▸ **Input**:
>>

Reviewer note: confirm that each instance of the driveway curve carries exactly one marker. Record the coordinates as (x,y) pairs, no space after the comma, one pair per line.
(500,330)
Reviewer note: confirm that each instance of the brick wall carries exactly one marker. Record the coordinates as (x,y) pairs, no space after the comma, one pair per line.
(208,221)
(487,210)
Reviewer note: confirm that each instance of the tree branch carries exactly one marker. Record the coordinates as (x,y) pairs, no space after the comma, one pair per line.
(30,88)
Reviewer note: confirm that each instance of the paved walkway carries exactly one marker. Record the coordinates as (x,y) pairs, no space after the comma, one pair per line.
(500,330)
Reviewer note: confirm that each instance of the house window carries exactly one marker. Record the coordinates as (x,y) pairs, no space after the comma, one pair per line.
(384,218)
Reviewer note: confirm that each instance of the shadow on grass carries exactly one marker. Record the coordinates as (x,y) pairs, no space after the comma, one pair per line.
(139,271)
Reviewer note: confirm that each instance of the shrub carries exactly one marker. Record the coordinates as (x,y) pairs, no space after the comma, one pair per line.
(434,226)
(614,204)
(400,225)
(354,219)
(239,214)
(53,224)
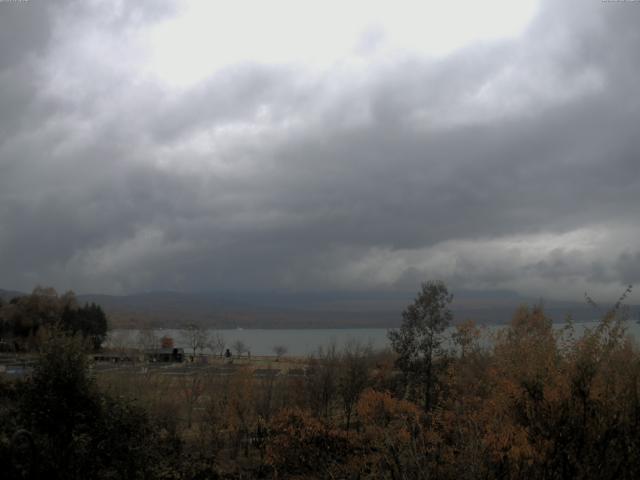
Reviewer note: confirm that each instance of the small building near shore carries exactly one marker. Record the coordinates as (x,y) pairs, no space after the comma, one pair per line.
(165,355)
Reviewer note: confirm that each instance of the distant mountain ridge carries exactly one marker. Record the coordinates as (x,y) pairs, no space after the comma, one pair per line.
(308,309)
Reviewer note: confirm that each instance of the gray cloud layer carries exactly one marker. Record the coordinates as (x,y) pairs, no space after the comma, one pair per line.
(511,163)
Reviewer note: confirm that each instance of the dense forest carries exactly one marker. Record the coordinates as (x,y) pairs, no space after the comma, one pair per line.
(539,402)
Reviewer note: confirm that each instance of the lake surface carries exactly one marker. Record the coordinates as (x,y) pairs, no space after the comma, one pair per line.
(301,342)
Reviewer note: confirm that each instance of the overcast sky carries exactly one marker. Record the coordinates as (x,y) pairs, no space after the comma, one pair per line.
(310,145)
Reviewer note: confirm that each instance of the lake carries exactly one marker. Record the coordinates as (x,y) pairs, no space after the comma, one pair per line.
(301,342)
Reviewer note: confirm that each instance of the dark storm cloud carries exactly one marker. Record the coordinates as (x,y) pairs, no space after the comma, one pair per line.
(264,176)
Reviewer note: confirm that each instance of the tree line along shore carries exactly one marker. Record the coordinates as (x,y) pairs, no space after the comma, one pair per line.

<<
>>

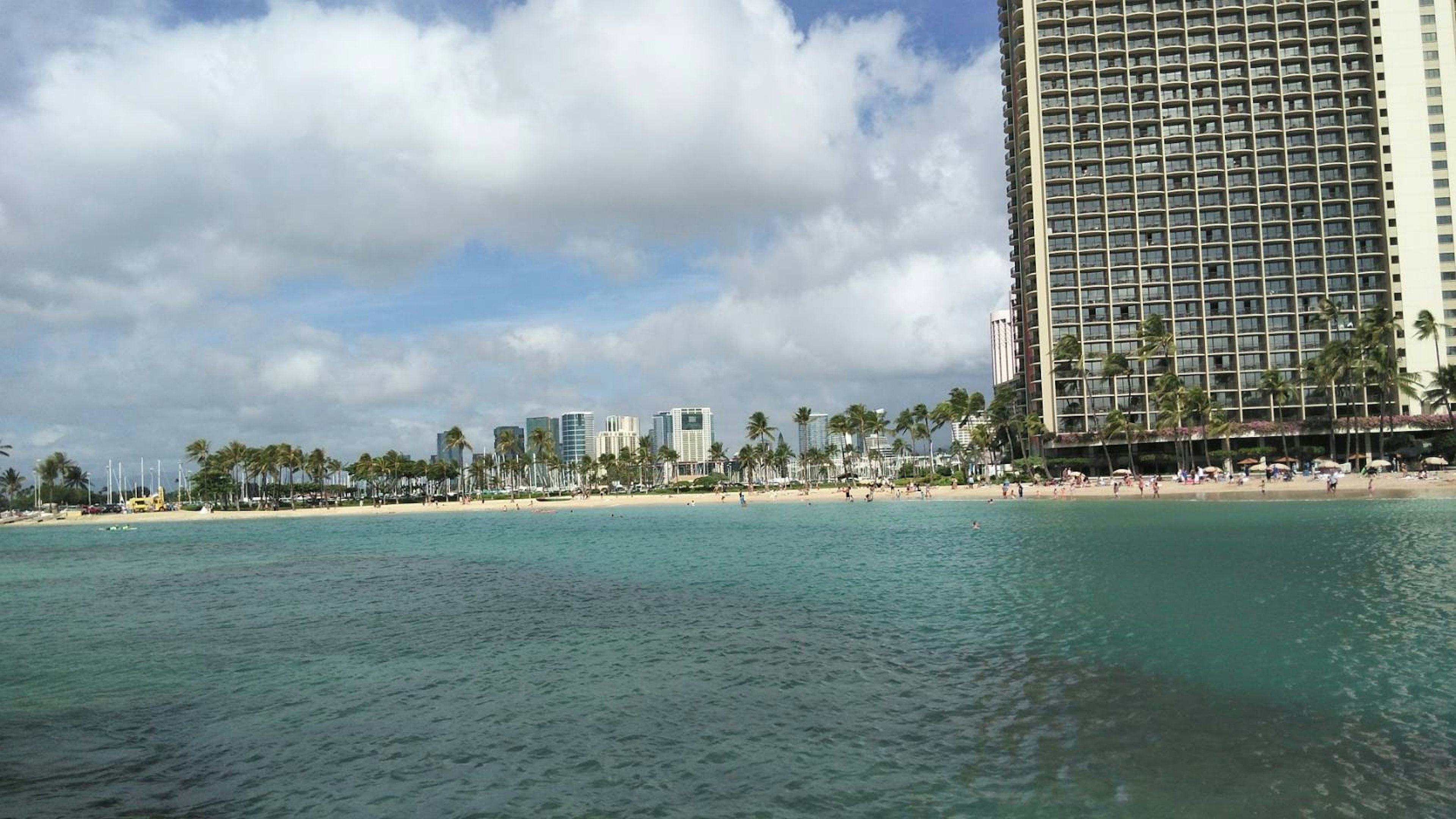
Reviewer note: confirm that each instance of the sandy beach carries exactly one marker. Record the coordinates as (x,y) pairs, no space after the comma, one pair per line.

<<

Using the data above, reproduce exactly the lines from the line that contains "Reviewer note: confirm that each instance of the gray" through the line that contains "Reviewer note: confirm that each instance of the tree line", including both.

Reviewer note: confirm that each instance of the gray cloud layer carries exactly one marker. Record the coordinates as (x,y) pairs, no space after the comma, one pair per line.
(511,163)
Reviewer note: confirm that each instance of the dense forest carries exactly one marker. Record the coordinates as (x,y) pairs, no space after the comma, one pair per line.
(539,402)
Reviewer note: confirm that each instance of the lake surface carries exactly one marker. Record the coordinates as (x,y) pairs, no space after the comma, one pair per line.
(301,342)
Reviewer note: confirm that each instance of the overcast sky carries exactly one marker. Record the coordinates as (x,y) pairs, no space after the comma, one pair per line.
(310,145)
Reviewer note: confirm that each instance of the lake carries exactly one marker. Record the coordinates as (x,y) pairs, no space after the comma, one pair per line.
(301,342)
Reviewer note: confirm that each instance of the dark storm cloud carries exactly one marker. Record the coordinates as (x,y) pairs, no space after the comma, one pair per line.
(264,176)
Reviewer note: confirm that each instance of the tree line along shore carries exactly one marker. Record the coordinates as (x,y) pairs, no space after the comma, one pair per line.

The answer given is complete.